| Requirement |
Scan the records below and report how many lines include the string "Find"; the number alone will do.

| Data supplied |
__________________________________________________

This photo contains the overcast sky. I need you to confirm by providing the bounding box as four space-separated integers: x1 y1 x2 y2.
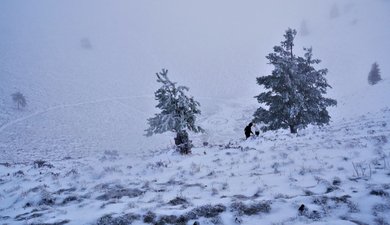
1 0 389 104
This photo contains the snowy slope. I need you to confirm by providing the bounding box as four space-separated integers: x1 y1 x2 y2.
0 0 390 224
1 108 389 225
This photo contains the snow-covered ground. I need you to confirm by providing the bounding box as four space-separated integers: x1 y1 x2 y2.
1 0 390 224
1 79 389 224
1 106 389 225
1 0 389 159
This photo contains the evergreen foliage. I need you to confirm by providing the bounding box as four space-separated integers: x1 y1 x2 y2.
11 91 27 109
145 69 204 154
253 28 337 134
368 62 382 85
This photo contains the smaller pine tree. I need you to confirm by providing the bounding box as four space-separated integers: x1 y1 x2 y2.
11 92 27 110
368 62 382 85
145 69 204 154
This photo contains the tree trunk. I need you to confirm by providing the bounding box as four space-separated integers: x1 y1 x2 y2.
289 125 297 134
174 131 192 154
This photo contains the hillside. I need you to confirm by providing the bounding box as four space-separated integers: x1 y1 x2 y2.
1 107 389 225
0 0 390 224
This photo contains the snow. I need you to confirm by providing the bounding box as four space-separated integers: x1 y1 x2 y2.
1 108 389 224
0 0 390 224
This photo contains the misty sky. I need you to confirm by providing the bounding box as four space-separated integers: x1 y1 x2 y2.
1 0 389 105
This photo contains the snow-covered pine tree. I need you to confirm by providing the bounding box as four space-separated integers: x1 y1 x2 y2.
11 91 27 110
368 62 382 85
253 28 337 134
145 69 204 154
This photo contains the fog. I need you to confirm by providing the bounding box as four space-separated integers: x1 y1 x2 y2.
2 0 388 101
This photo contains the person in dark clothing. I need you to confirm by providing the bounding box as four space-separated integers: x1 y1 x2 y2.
244 122 254 139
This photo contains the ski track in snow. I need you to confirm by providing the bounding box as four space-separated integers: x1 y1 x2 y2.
0 95 236 134
0 95 152 133
0 95 251 163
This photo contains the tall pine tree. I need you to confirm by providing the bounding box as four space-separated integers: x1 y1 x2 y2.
253 28 337 134
145 69 204 154
368 62 382 85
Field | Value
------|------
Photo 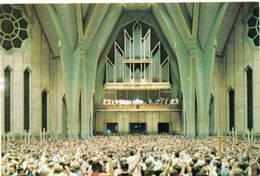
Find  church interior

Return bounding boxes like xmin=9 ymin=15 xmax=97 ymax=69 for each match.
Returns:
xmin=1 ymin=2 xmax=260 ymax=176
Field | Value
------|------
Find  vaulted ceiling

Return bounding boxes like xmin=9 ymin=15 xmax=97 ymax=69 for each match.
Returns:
xmin=33 ymin=3 xmax=243 ymax=58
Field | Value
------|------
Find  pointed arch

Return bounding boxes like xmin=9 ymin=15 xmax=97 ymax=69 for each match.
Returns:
xmin=24 ymin=67 xmax=32 ymax=73
xmin=195 ymin=91 xmax=198 ymax=137
xmin=226 ymin=86 xmax=234 ymax=92
xmin=78 ymin=91 xmax=82 ymax=137
xmin=244 ymin=65 xmax=252 ymax=72
xmin=4 ymin=66 xmax=12 ymax=132
xmin=133 ymin=20 xmax=143 ymax=60
xmin=4 ymin=65 xmax=13 ymax=72
xmin=133 ymin=21 xmax=143 ymax=31
xmin=42 ymin=89 xmax=48 ymax=131
xmin=227 ymin=87 xmax=235 ymax=131
xmin=24 ymin=67 xmax=31 ymax=131
xmin=62 ymin=95 xmax=67 ymax=137
xmin=209 ymin=94 xmax=215 ymax=136
xmin=42 ymin=87 xmax=50 ymax=93
xmin=245 ymin=66 xmax=253 ymax=130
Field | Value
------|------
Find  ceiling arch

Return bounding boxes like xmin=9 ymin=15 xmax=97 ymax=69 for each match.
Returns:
xmin=95 ymin=9 xmax=182 ymax=95
xmin=34 ymin=3 xmax=243 ymax=58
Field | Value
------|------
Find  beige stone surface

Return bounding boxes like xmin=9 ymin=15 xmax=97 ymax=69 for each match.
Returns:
xmin=235 ymin=108 xmax=245 ymax=132
xmin=254 ymin=108 xmax=260 ymax=133
xmin=0 ymin=3 xmax=259 ymax=137
xmin=221 ymin=3 xmax=260 ymax=134
xmin=0 ymin=4 xmax=56 ymax=134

__________________________________________________

| Response |
5